PROBLEM STATEMENT -> Continue the news article about the appeals court ruling on Oregon's assisted-suicide law from where it stops.

SELECTED TEXT ->
****

Court defends Oregon euthanasia
A US appeals court has blocked attempts by the Bush administration to stop Oregon doctors helping terminally ill patients commit suicide.
Attorney General John Ashcroft had ordered doctors in the state not to comply with a law allowing them to prescribe lethal doses of medication.
By a two-to-one decision, judges on the Ninth Circuit Court of Appeals ruled Mr Ashcroft had exceeded his authority.
At least 170 people have used Oregon's law to commit suicide since 1998.
Supporters of the law - officially titled the Death With Dignity Act and twice approved by Oregon voters - cheered as the ruling was read out.
'Interfering'
[The law] brings tremendous peace of mind to terminally ill people who are suffering
Scott Swenson
Death with Dignity National Center
"The attorney general's unilateral attempt to regulate general medical practices historically entrusted to state lawmakers interferes with the democratic debate about physician-assisted suicide," said the judges.
They said Mr Ashcroft's action "far exceeds the scope of his authority under federal law".
Supporters of Oregon's law were delighted with the court's ruling.
"What the law does in Oregon is it brings tremendous peace of mind to terminally ill people who are suffering, who want to spend the last weeks of their life with their friends and loved ones in peace," Scott Swenson, executive director of the Death with Dignity National Center, told Reuters.
Oregon is the only state to allow such lethal prescriptions in the US.
Mr Ashcroft, a conservative Christian, issued his directive in 2001.
In it he declared that using drugs restricted under the Controlled Substances Act to help patients commit suicide was not a legitimate medical purpose.

****

DATASET ENTRIES ->

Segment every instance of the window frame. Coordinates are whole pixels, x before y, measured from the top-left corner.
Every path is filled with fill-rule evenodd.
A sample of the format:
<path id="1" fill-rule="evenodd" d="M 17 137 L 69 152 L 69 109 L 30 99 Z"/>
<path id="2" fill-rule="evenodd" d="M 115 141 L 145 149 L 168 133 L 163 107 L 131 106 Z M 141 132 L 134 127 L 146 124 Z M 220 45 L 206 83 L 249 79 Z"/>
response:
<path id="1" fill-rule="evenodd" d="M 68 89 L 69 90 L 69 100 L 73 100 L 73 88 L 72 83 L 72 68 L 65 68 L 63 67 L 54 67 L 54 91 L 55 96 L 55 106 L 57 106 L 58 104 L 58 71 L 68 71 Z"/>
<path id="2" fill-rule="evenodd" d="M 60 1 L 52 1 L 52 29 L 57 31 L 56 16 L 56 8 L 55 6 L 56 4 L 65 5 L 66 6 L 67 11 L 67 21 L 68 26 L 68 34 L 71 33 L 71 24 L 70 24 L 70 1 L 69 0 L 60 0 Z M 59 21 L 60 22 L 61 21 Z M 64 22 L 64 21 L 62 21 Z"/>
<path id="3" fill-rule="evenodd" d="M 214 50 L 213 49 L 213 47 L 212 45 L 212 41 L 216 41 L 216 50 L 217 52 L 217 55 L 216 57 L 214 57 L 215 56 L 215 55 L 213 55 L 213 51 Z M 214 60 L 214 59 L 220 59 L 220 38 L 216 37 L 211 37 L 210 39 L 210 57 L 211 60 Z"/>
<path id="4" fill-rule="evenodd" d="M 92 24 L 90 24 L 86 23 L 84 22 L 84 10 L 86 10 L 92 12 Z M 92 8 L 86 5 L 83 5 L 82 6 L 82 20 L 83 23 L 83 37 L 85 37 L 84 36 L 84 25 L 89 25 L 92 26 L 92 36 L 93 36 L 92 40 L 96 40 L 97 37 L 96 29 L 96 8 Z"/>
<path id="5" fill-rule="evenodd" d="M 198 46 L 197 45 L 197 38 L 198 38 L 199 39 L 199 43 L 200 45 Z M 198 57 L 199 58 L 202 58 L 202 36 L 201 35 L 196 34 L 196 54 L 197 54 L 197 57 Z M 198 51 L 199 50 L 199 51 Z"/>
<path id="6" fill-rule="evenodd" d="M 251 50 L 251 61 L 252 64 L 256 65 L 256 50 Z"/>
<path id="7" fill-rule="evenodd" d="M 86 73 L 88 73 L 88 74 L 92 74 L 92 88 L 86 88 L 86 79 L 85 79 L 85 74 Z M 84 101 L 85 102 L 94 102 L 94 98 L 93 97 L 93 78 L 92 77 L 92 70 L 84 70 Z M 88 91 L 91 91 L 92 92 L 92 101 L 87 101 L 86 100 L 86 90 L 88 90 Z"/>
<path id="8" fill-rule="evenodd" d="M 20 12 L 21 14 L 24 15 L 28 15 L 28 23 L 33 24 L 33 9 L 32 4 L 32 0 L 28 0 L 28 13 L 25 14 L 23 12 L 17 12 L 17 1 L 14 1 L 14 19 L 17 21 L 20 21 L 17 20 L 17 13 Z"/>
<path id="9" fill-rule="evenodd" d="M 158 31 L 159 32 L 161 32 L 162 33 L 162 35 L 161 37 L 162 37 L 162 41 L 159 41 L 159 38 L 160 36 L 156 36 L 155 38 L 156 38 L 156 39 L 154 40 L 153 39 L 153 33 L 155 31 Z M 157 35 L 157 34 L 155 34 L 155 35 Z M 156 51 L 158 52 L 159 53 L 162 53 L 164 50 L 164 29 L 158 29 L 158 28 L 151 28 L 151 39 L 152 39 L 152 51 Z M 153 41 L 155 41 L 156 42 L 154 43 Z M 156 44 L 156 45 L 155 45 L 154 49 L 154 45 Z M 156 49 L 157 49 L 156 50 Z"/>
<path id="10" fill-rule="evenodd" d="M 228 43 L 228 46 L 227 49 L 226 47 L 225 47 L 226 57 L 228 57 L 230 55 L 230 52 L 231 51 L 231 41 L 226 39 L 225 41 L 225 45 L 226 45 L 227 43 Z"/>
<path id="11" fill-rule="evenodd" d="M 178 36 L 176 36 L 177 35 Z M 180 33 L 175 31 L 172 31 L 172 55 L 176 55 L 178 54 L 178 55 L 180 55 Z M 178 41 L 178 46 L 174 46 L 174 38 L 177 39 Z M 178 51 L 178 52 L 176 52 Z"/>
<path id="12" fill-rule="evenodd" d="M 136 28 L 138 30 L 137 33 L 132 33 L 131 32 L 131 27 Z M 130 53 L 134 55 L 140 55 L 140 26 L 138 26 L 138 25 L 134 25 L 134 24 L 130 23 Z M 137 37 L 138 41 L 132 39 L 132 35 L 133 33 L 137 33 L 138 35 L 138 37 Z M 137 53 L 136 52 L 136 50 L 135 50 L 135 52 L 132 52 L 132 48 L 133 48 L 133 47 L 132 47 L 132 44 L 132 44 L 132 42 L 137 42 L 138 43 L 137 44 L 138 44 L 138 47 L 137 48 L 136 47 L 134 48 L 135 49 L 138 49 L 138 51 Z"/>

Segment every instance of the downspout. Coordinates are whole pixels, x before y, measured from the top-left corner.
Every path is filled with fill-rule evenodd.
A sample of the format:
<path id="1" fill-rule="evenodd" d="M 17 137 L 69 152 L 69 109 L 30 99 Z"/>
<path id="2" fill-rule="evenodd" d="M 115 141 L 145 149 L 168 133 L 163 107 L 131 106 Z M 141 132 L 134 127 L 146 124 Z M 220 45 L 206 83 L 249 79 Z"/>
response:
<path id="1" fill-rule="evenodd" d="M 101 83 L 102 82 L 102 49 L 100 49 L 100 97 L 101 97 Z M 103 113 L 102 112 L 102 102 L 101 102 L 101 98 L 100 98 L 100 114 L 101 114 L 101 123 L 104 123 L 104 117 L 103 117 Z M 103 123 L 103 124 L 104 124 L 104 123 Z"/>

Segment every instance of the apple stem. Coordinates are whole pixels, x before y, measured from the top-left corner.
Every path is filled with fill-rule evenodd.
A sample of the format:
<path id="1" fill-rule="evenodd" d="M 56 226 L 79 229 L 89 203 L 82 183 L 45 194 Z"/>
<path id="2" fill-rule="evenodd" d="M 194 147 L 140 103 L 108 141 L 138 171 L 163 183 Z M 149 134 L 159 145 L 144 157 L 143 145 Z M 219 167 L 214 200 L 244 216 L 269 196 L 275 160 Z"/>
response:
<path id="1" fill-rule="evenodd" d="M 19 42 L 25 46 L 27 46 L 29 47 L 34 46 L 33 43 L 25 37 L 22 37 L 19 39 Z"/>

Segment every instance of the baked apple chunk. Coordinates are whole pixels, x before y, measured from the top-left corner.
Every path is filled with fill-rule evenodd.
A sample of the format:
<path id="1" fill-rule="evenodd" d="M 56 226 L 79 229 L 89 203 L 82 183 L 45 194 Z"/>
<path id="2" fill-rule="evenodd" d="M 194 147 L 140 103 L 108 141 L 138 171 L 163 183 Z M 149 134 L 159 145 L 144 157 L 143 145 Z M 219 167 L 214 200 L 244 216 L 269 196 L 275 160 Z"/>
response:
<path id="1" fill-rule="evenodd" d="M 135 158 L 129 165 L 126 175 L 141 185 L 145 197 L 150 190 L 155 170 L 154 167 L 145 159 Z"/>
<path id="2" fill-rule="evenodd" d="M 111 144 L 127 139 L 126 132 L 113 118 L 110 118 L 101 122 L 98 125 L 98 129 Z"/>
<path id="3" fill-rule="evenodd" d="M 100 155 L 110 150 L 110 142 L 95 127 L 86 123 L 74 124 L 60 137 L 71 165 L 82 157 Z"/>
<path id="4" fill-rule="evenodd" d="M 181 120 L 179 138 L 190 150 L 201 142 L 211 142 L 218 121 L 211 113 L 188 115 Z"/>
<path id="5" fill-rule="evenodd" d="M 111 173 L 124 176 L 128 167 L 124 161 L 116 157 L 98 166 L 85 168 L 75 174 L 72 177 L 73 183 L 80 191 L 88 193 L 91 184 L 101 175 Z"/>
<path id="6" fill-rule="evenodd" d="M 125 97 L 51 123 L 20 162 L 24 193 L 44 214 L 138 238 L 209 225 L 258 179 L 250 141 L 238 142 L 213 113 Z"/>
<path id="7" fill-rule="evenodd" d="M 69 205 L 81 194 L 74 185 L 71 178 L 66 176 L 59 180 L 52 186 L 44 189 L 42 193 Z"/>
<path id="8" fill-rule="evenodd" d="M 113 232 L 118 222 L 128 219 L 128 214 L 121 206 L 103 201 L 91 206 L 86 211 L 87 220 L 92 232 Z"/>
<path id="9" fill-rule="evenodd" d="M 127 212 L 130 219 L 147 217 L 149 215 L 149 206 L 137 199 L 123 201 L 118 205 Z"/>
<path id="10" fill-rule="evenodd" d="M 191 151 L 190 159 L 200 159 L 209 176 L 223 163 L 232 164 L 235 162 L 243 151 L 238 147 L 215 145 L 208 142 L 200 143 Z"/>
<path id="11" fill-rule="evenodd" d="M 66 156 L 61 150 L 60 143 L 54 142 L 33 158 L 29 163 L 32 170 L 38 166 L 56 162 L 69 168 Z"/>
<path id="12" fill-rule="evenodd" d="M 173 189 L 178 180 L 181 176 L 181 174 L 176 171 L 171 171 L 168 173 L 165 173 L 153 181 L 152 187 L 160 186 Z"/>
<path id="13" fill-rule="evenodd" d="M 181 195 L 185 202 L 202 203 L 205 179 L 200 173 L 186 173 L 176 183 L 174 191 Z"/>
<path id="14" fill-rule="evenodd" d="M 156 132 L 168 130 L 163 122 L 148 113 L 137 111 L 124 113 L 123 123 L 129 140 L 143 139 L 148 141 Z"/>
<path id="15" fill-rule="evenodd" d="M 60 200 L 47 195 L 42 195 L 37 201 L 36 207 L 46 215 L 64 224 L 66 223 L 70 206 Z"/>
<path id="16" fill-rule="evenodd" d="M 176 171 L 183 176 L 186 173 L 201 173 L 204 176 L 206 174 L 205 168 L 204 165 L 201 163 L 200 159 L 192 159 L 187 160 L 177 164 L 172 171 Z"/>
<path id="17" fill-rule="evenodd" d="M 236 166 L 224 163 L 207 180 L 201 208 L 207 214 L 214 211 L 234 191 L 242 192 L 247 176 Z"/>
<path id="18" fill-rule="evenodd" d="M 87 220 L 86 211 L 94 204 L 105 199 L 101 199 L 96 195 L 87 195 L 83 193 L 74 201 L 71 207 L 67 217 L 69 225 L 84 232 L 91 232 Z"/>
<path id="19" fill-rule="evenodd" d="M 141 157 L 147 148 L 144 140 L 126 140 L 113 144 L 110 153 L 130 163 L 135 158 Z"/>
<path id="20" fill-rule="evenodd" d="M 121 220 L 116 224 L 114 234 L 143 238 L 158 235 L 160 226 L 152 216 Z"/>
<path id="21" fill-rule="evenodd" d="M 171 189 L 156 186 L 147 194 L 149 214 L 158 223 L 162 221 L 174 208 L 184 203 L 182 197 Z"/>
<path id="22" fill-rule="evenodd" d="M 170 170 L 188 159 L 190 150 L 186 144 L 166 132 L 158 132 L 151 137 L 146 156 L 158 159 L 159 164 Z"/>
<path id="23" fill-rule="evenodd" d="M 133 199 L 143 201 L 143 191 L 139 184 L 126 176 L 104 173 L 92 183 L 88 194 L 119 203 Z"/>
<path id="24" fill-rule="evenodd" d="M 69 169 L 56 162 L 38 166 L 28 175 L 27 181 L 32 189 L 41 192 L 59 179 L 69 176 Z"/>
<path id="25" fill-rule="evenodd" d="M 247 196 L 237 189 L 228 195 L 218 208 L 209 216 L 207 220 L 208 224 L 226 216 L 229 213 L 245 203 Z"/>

****

RESPONSE BELOW ->
Assisted suicide in Oregon
Patients must be in final six months of terminal illness
Patients must make two oral requests and one written request to die, each separated by a two-week period
Patients must be mentally competent to make decision
Two doctors must confirm diagnosis
Lethal prescription of drugs prescribed by doctor and administered by patients themselves
He ordered that doctors and pharmacists prescribing lethal doses of drugs should have their prescription licenses revoked.
The appeals court ruling is just the latest step in Mr Ashcroft's campaign against the Oregon law.
His directive has already been blocked by a federal judge, and he is expected to appeal the latest ruling.
Dissent
In all cases, legal judgements against Mr Ashcroft's directive have rested on his powers, or lack of powers, to interfere in state medical regulation - not on the ethics of euthanasia itself.
"We express no opinion on whether the practice is inconsistent with public interest or constitutes illegitimate medical care," said the judges' ruling.
However, in a voice of dissent, the third judge on the panel, Judge J Clifford Wallace, said he believed in the absence of a clear Congressional policy, Mr Ashcroft's ruling should have been given "substantial deference".
"Certainly, Congress is free to enact legislation limiting or counteracting the Ashcroft directive's effects," Judge Wallace wrote.